> **Task set**
1. Answer these questions using the text on family travel safety.
(a) According to the text, what adds an extra layer of complication to a vacation?
(b) Which page does the text say to monitor when traveling outside the United States?
(c) What two kinds of advisories does the first tip say to monitor?
2. Continue the text on family travel safety tips from its final sentence.

> **Selected text**
□ □ □ □ □

While no one should plan their vacation with the mantra of “Something is going to go very wrong” it doesn't hurt to be prepared for scenarios you hope you never encounter. Even if your plans get derailed by injuries or accidents, being ready and knowing how you will react to situations you don't want to be in can keep families safe and get things back on track more quickly. Traveling with kids adds an extra layer of complication and potential for things to go south. These travel safety tips for families was put together to help parents vacationing with kids be extra prepared for the unexpected.
Travel Safety Tips For Families
From doing your homework beforehand to knowing how to react if your child gets lost, here are the travel safety tips for families you need in your toolkit.
1. Stay On top of Travel and Health Advisories
Whether it is safe to travel to a particular place is a fluid situation. Do your pre-trip research and monitor security and health advisories. If you are traveling outside the United States, monitor the U.S. State Department Travel Advisory Page for the latest information.

□ □ □ □ □

> **Referring expression data**

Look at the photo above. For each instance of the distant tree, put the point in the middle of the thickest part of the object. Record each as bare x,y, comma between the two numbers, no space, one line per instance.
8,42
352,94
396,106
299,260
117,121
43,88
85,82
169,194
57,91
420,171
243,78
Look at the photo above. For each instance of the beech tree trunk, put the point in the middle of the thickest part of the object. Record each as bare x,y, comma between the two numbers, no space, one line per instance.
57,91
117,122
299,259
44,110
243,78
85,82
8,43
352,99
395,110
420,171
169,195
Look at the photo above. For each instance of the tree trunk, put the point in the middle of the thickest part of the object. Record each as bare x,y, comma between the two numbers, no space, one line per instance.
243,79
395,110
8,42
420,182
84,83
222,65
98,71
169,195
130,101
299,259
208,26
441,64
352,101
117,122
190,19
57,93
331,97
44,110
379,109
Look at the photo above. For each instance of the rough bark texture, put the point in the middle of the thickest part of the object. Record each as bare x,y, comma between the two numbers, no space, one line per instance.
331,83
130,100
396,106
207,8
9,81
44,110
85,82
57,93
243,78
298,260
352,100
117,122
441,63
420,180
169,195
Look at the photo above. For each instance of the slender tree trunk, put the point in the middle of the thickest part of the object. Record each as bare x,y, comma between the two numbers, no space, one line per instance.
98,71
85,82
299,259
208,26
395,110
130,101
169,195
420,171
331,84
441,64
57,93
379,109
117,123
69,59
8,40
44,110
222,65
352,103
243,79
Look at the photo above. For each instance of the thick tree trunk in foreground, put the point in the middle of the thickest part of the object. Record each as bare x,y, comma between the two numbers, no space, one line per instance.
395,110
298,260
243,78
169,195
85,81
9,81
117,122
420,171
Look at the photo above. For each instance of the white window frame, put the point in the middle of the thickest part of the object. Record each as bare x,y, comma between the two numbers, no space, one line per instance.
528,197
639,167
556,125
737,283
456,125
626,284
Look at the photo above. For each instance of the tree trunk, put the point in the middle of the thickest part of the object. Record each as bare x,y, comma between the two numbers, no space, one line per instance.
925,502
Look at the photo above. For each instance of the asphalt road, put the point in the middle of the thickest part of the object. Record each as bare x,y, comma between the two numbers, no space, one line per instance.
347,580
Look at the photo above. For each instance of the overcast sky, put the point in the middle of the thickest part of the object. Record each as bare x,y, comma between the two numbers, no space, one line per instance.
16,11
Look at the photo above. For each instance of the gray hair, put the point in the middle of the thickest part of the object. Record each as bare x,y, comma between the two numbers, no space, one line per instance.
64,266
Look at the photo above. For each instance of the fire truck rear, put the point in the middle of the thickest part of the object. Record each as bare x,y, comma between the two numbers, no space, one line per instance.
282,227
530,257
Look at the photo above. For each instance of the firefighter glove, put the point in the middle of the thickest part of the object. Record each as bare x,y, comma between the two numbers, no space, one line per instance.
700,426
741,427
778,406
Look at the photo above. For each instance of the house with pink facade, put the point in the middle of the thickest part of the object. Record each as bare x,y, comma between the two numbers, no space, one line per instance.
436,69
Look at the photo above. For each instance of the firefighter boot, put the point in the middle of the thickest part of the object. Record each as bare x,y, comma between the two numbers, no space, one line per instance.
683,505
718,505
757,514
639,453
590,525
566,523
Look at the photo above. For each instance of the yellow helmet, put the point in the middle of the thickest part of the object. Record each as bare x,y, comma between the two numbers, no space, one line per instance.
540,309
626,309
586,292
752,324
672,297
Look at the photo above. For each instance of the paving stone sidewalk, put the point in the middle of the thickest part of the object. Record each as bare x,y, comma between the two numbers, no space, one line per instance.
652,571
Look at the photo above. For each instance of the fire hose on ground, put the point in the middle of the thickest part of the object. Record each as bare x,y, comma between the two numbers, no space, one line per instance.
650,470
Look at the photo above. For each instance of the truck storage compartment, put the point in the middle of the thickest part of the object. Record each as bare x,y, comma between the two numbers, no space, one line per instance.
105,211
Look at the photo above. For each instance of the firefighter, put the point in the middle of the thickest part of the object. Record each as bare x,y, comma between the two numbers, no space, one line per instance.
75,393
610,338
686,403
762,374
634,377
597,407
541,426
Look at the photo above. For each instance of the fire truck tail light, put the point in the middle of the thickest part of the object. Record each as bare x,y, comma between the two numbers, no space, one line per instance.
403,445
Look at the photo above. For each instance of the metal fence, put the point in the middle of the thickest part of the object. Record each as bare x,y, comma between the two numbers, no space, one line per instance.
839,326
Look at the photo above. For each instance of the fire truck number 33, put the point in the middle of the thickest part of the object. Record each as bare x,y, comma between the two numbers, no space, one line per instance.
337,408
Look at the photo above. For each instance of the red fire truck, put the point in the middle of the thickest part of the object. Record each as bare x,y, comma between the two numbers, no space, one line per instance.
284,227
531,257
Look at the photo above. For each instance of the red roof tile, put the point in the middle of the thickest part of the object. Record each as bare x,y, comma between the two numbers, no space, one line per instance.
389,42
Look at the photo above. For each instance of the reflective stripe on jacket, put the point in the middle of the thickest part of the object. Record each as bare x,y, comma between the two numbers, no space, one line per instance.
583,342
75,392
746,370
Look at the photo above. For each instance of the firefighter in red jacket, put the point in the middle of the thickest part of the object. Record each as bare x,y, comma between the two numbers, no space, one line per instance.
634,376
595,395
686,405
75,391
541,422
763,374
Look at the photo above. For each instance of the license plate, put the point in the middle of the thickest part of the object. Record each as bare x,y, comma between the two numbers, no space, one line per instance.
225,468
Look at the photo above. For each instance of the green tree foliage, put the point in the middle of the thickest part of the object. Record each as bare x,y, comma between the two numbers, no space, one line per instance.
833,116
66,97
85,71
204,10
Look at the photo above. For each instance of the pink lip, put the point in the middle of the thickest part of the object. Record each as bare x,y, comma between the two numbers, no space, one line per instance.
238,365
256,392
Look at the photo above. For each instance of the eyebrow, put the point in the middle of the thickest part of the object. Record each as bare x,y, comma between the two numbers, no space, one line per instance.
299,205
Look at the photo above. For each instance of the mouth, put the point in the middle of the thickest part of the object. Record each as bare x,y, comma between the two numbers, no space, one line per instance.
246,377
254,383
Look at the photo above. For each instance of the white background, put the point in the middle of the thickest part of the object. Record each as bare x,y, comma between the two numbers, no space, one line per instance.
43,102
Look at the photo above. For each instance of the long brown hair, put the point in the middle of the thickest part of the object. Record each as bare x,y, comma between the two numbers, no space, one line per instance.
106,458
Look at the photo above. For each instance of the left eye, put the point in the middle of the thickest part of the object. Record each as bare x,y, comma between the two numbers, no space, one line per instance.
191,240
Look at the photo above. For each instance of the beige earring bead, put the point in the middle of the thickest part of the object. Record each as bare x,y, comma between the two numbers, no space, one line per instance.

□ □ □ □ □

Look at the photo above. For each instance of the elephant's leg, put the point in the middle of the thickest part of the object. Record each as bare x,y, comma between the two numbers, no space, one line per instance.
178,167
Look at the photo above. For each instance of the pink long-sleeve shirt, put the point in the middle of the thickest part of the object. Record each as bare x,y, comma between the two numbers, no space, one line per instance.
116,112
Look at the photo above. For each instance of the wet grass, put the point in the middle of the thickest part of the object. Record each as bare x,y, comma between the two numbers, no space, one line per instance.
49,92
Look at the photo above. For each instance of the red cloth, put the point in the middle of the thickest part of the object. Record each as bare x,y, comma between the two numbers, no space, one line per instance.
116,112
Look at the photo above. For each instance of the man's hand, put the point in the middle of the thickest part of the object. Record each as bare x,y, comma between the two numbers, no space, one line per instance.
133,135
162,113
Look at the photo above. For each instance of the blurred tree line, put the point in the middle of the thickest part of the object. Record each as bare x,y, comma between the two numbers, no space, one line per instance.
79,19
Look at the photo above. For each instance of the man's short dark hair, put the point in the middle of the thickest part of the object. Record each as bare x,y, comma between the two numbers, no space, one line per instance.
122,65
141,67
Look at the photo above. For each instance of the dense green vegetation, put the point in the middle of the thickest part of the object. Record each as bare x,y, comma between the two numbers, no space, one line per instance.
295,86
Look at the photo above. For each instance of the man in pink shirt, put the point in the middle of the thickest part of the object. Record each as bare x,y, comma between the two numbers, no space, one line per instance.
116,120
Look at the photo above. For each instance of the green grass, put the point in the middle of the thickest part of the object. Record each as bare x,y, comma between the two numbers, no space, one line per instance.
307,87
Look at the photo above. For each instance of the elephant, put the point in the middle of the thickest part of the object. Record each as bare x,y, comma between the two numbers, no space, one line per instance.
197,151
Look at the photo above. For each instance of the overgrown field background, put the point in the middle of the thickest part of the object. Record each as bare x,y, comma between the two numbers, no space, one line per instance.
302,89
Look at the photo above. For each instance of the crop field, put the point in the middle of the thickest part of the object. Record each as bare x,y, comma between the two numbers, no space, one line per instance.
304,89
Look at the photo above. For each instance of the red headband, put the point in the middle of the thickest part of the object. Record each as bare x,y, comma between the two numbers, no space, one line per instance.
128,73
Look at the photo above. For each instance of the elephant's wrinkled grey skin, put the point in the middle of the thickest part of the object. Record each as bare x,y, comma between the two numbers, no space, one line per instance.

□ □ □ □ □

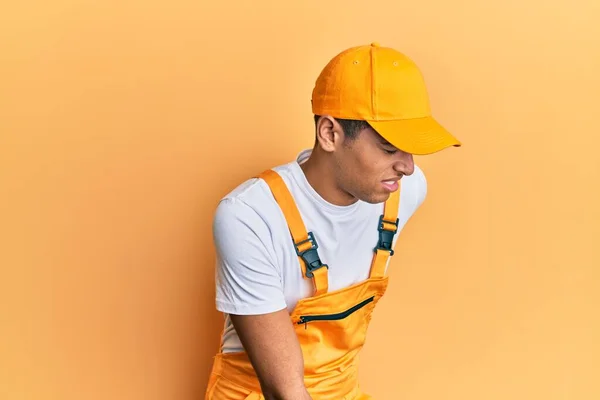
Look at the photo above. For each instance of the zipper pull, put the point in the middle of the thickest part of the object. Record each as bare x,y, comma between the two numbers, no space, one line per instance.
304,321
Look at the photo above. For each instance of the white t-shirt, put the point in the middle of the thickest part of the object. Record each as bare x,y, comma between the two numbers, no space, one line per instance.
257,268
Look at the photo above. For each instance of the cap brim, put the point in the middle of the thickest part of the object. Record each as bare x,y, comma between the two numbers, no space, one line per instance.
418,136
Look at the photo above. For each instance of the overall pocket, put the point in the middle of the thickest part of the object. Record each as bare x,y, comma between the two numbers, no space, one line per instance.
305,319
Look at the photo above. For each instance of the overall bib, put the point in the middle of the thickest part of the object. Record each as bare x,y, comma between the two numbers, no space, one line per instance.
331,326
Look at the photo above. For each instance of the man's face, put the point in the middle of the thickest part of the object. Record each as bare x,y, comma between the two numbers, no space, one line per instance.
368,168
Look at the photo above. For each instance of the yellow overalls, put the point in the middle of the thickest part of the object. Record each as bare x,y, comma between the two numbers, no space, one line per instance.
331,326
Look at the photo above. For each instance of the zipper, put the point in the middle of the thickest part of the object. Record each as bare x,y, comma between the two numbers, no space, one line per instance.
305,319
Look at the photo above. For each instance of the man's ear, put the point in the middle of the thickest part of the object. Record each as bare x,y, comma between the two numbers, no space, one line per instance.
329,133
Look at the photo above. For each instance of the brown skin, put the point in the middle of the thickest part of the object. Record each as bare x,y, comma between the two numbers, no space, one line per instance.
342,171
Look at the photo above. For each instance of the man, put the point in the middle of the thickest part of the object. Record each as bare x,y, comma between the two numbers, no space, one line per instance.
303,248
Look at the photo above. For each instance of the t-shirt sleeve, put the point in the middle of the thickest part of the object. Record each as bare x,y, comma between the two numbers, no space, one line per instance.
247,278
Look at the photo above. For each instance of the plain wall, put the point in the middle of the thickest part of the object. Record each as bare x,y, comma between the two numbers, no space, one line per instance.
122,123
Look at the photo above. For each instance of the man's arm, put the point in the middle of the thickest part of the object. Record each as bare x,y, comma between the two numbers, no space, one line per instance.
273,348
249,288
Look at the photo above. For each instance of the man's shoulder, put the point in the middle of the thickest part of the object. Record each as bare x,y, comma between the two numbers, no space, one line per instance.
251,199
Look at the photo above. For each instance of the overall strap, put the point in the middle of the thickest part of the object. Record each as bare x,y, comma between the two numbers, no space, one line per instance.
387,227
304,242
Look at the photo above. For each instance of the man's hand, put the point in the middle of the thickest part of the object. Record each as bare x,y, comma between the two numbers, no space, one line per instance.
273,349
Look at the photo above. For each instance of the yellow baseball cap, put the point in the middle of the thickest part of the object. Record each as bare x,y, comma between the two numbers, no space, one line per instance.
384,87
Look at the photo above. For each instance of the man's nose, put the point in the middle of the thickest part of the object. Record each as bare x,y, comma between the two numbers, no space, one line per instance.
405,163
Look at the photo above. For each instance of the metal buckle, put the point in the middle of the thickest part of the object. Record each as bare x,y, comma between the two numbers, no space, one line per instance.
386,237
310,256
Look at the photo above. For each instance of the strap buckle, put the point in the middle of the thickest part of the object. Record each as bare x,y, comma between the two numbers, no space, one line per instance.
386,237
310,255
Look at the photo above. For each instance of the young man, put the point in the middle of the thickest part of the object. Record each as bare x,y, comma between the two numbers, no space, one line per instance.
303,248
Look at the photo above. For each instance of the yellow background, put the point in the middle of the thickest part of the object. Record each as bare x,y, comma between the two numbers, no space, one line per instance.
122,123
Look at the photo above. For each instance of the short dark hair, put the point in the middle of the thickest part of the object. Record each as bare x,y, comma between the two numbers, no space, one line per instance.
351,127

□ □ □ □ □

> **Answers by task**
1.
(a) Traveling with kids.
(b) The U.S. State Department Travel Advisory Page.
(c) Security and health advisories.

2.
And, always know where the nearest U.S. Embassy or consulate is. Always, always know this, wherever you are.
2. Check Your Insurance
If you're driving, check to ensure your auto insurance policy is valid throughout your trip and that you have valid, updated proof in your glove box. If you plan to drive in another country – your own car or a rental car – make sure your insurance covers you and that your driver's license is valid. No one wants to get into a car accident on vacation but not having your ducks in a row when it comes to insurance will quickly make a bad situation worse.
Make sure you have proof of medical insurance coverage for everyone in your travel group. If you're going to take part in any extreme activities, such as bungee jumping, make sure the insurance you have covers injuries sustained from those. Traveling to remote areas? f you're partaking in activities like hiking or skiing, check to see what type of coverage you need for air evacuation, if you happen to become injured or incapacitated far from the main roads. If you are traveling outside the United States, you'll need to determine whether the coverage you have is adequate for your trip.
3. Talk about what to do if you're separated
Make sure all children know what to do if they become separated from the group. You'll make every effort to stay together unless you're intentionally planning to do otherwise, but sometimes things happen. It's a parent's nightmare to realize their child has wandered off in an amusement park or become lost in a crowd but if it occurs, the best outcome will result from having talked through the scenario beforehand.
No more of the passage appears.